EXTRACT PROVIDED:
☆ ☆ ☆ ☆

Sunday, October 14, 2007

Family Time, a.k.a. Equilibrating

This is a post that has been begging to be written for a week. I'm not sure I'm really able to do it "right" even now. I may not have achieved enough distance. This is, however, the calmest version I've been able to come up with. I still have the original, unexpurgated version(s), in Drafts.

My family--in case you haven't figured this out--is scattered. I am one of the fortunate few who lives within 50 miles of several adult family members: two nephews and a niece (and a nephew-in-law). My mom and oldest sister and brother-in-law live less than 10 miles from one another. Otherwise, we are all far enough away from each other to make "seeing family" a fairly Big Deal and an unusual occurrence.

Lots of people in the area where we live grew up here, have lived here the majority of their lives, and have family very close by. In our church, there are several families with three generations of members. One has four generations. I think that is kind of cool to be able to say about our church, but quite frankly it makes interpersonal stuff in our church a bit of a minefield. If you have a disagreement with one person, it can easily blow up into entrenched warfare. For the most part, it doesn't (that I'm aware of) because people do their best to stay out of each other's fights.

☆ ☆ ☆ ☆

GIVEN PROBLEM A: Name every kind of family member that the post about family and equilibrating mentions.
GIVEN PROBLEM B: Edit the post about family: write it out again starting with "Family Time, a.k.a." and going on through "version(s), in Drafts.", with "week" changed to "month".
GIVEN PROBLEM C: Continue the post about family from where it stops.

[Items listed in a dataset]

☆ ☆ ☆ ☆

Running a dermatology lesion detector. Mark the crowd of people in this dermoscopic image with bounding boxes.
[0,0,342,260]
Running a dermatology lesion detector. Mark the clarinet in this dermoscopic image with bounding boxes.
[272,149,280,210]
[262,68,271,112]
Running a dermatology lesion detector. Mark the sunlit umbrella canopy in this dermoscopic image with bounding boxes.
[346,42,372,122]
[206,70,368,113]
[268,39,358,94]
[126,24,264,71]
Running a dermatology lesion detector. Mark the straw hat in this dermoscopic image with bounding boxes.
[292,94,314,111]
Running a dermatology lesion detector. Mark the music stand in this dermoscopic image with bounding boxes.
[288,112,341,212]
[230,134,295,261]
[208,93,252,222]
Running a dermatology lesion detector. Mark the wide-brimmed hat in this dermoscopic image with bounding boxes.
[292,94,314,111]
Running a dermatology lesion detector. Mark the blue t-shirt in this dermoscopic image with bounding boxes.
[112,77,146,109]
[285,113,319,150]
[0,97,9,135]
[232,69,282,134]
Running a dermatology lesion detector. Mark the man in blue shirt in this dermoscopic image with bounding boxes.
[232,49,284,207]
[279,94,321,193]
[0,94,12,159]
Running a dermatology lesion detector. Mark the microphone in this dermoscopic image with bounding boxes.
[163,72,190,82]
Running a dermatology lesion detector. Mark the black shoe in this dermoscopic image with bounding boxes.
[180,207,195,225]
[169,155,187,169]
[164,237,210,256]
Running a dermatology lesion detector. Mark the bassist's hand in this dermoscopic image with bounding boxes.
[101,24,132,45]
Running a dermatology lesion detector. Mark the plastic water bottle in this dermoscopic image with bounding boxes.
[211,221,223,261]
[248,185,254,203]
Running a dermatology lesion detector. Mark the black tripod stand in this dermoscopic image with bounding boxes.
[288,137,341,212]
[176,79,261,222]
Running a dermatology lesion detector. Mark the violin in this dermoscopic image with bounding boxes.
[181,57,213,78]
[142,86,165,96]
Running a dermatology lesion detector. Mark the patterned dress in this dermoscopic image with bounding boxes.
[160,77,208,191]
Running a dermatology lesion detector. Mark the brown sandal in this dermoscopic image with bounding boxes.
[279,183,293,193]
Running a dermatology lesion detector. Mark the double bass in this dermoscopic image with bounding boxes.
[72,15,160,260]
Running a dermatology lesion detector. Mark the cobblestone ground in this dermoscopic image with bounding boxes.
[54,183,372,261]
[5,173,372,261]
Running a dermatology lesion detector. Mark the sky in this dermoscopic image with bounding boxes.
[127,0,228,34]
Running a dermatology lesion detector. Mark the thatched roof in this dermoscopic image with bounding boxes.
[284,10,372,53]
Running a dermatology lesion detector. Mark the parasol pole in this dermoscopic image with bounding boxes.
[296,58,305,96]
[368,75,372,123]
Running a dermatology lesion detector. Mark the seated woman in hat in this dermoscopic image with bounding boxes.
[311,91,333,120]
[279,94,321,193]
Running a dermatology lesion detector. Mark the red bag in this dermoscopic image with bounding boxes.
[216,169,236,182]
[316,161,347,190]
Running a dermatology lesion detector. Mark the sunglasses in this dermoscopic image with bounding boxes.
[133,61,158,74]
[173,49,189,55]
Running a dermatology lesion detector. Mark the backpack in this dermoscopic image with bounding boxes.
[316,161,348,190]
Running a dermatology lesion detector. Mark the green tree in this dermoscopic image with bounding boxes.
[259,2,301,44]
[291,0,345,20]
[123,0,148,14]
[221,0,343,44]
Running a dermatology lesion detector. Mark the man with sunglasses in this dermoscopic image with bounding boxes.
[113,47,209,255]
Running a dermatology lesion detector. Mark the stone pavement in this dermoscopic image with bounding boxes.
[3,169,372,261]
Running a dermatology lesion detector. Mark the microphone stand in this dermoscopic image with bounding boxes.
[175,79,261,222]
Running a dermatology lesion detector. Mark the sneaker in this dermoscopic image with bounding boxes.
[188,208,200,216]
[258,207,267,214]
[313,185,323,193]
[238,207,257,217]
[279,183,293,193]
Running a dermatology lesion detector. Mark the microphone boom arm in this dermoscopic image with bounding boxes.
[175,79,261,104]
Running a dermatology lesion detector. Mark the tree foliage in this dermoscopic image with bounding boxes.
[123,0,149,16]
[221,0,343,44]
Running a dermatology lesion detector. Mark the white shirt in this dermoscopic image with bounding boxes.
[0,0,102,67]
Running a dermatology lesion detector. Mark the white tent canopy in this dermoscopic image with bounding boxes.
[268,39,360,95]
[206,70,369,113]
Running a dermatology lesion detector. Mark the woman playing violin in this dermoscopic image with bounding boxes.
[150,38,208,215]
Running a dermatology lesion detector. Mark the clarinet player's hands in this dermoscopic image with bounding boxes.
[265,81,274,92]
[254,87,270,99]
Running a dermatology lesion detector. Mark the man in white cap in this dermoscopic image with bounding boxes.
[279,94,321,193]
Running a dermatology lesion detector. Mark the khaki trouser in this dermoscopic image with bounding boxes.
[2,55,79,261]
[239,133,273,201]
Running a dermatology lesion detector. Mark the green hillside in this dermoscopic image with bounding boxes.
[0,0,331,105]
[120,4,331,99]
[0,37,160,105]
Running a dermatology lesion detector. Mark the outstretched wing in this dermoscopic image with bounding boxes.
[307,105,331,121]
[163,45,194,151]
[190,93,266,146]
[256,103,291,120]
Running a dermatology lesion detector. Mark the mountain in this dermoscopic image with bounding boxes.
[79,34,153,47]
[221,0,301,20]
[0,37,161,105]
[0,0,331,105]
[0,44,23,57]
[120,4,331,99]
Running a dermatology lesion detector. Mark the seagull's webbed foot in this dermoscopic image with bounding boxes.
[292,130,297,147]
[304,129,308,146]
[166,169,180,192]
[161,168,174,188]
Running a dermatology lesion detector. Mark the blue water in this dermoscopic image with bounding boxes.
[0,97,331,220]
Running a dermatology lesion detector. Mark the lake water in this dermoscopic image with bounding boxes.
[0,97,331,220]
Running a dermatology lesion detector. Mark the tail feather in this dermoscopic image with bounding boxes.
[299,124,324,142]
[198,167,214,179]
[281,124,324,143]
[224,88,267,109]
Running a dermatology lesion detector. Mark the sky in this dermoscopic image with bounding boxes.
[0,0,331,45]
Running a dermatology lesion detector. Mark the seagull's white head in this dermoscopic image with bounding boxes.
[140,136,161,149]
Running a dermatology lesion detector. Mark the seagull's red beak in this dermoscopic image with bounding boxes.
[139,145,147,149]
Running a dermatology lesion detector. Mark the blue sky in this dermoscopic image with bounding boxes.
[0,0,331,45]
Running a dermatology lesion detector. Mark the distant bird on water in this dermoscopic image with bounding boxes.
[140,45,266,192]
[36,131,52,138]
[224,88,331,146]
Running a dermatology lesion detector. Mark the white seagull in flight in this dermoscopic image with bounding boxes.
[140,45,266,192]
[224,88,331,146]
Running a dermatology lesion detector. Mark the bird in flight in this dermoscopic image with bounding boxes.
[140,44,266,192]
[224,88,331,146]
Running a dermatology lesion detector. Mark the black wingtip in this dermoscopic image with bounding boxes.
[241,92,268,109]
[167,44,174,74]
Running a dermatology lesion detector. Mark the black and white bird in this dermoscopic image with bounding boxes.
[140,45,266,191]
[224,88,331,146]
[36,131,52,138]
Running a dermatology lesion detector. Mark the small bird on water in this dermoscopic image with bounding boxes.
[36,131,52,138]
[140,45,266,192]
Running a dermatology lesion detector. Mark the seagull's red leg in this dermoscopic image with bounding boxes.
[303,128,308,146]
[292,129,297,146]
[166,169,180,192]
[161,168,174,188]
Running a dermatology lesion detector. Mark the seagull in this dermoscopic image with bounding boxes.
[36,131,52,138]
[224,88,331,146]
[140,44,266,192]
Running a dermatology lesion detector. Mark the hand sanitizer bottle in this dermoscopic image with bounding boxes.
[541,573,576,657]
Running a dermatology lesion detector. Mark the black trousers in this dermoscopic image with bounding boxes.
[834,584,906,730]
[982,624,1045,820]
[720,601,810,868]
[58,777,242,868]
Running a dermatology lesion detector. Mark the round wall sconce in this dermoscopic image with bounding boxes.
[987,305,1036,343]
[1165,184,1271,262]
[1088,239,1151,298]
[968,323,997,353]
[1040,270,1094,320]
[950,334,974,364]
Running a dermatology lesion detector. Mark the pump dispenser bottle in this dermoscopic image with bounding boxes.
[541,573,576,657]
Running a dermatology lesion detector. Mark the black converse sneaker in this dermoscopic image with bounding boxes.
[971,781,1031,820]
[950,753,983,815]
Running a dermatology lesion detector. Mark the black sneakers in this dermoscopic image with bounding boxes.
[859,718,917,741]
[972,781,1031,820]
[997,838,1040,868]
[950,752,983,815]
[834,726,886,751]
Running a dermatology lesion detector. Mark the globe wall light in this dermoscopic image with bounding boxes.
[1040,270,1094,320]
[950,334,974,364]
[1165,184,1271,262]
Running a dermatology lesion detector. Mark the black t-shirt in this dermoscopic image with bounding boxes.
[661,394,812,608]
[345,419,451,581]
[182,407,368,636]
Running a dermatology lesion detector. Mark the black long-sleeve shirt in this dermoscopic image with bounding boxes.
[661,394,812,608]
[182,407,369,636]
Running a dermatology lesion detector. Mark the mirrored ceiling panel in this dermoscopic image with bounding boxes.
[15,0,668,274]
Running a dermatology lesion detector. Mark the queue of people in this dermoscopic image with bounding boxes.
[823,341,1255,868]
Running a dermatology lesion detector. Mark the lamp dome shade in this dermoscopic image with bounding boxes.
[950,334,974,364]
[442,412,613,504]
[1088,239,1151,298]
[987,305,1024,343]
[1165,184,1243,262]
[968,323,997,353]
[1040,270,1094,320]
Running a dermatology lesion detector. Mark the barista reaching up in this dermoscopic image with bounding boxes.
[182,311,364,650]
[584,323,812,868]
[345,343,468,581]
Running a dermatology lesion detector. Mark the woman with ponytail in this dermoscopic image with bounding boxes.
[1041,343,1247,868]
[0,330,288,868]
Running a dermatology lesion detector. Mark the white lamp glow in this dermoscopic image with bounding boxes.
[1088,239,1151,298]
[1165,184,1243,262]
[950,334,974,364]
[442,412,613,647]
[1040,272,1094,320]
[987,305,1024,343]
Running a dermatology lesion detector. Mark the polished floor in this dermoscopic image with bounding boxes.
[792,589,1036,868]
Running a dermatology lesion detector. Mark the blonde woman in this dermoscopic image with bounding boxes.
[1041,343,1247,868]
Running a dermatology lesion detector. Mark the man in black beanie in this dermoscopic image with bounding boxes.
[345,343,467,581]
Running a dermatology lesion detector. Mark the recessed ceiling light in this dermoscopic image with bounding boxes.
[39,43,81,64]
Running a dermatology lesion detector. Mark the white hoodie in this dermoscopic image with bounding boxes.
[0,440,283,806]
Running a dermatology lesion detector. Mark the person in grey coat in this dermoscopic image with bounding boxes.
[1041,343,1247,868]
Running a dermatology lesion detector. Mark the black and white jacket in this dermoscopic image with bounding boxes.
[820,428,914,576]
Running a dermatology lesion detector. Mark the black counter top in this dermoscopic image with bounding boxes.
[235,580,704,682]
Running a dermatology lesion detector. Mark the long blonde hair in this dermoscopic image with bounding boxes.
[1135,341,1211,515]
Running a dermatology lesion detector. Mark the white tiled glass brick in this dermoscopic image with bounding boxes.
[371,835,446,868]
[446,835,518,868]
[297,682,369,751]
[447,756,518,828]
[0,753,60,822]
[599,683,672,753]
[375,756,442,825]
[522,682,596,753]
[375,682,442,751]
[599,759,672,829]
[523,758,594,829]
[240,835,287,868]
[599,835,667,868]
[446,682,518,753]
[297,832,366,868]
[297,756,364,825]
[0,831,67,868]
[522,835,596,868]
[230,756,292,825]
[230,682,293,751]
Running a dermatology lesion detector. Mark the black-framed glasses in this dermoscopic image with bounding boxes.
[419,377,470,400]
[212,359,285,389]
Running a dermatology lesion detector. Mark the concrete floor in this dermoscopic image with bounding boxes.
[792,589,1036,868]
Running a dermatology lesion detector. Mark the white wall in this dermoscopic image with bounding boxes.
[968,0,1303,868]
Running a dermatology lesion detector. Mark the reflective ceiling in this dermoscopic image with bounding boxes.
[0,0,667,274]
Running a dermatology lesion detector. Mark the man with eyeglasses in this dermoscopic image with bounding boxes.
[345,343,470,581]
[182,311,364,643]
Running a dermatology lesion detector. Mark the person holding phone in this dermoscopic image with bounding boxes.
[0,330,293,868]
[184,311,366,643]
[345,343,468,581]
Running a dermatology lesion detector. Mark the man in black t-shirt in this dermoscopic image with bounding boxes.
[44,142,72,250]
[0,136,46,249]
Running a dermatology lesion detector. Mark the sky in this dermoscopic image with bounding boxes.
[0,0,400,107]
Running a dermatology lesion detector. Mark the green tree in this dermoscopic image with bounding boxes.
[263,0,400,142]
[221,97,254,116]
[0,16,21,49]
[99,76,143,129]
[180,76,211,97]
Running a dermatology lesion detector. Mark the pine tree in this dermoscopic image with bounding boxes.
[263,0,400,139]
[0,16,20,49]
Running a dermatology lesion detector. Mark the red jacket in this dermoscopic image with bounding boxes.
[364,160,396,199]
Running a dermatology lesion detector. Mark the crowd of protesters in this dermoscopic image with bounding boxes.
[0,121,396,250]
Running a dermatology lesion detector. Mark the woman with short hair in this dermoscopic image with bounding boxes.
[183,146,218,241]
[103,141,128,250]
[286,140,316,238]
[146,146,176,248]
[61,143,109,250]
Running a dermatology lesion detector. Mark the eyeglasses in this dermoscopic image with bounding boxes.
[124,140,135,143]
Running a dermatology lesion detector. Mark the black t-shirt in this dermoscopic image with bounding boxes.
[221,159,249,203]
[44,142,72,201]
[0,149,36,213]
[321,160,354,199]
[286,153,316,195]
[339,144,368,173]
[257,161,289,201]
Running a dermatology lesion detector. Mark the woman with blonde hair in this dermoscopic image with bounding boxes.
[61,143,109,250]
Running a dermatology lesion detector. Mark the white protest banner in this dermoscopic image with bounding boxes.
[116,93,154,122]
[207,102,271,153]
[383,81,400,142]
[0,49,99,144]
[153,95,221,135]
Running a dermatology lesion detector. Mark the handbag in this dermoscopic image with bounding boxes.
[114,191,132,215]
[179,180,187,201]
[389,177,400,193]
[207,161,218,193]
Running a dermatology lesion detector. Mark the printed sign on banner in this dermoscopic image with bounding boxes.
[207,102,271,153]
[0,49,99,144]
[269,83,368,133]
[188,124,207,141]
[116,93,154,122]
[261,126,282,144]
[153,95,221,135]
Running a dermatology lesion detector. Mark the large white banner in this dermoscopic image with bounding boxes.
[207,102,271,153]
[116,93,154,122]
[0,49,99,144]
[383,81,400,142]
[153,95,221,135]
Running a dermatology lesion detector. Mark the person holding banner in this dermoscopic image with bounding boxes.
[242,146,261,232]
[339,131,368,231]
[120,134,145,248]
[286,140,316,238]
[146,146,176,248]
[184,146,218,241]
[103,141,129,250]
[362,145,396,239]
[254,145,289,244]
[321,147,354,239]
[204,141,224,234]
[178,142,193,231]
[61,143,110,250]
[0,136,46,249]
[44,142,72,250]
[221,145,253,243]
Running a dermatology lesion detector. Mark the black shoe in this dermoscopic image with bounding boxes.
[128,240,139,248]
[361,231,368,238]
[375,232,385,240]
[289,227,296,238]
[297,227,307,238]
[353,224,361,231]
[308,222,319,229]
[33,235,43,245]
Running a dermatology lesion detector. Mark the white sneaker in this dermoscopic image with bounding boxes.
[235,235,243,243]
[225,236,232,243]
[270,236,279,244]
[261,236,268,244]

☆ ☆ ☆ ☆

OUTPUT A: nephews, niece, nephew-in-law, mom, oldest sister, brother-in-law

OUTPUT B:
Family Time, a.k.a. Equilibrating

This is a post that has been begging to be written for a month. I'm not sure I'm really able to do it "right" even now. I may not have achieved enough distance. This is, however, the calmest version I've been able to come up with. I still have the original, unexpurgated version(s), in Drafts.

OUTPUT C:
That's the background. Here's the rub: people who live near family have certain expectations of Family Time that those of use who don't live near extended family members do not have. On an intellectual level, I understand the concept of guarding Family Time jealously; I don't see my extended family often, and I don't always want to dilute that time with other stuff. What I have a hard time with is people who see their extended family virtually every day needing to do the same. I mean, didn't you just see Mom on Wednesday? Didn't you spend last weekend together with your sisters and their families? Don't you have dinner together every Friday night?

I can't decide if I envy this closeness, or if I just totally don't get it. Because someone whose ENTIRE FAMILY lives in the same zip code, someone who is a SAHM with three kids aged 3 to 8, someone whose husband works a non-traditional schedule (he's home some mornings, which means he works those evenings)....how can someone like this need to focus more on Family Time? There is no one sick in her extended family (yes, I'd know about anything huge: they are church members). The one big project for them right now is that her husband is opening his own business (he's actually establishing himself as owner in a business he already is in) in a few weeks, and that is quite stressful and busy in a way I have never experienced, so I understand that.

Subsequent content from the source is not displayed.